**WHAT IS EXPECTED:**
Reproduce every line of the material below verbatim, in its original order.
* START *
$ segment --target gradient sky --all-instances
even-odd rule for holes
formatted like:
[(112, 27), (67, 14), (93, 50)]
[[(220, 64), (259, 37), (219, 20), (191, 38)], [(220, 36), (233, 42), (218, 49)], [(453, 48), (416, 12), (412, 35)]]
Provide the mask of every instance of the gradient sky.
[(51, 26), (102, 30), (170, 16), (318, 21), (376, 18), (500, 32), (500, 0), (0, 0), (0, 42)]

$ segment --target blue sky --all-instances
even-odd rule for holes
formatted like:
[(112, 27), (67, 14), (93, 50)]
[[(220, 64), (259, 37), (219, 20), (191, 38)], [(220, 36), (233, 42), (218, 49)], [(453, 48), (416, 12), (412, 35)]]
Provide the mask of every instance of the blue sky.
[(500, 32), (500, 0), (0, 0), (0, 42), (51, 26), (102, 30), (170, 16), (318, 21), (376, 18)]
* END *
**TASK SOLUTION:**
$ segment --target gradient sky --all-instances
even-odd rule for holes
formatted like:
[(112, 27), (67, 14), (93, 50)]
[[(220, 64), (259, 37), (219, 20), (191, 38)], [(220, 36), (233, 42), (218, 49)], [(453, 48), (416, 12), (412, 35)]]
Provide the mask of every instance of the gradient sky.
[(51, 26), (102, 30), (170, 16), (318, 21), (376, 18), (500, 32), (500, 0), (0, 0), (0, 42)]

$ segment --target blue sky --all-instances
even-odd rule for holes
formatted like:
[(112, 27), (67, 14), (93, 50)]
[[(220, 64), (259, 37), (219, 20), (191, 38)], [(220, 36), (233, 42), (218, 49)], [(453, 48), (416, 12), (412, 35)]]
Provide the mask of every instance of the blue sky.
[(500, 32), (500, 0), (0, 0), (0, 42), (51, 26), (102, 30), (170, 16), (318, 21), (376, 18)]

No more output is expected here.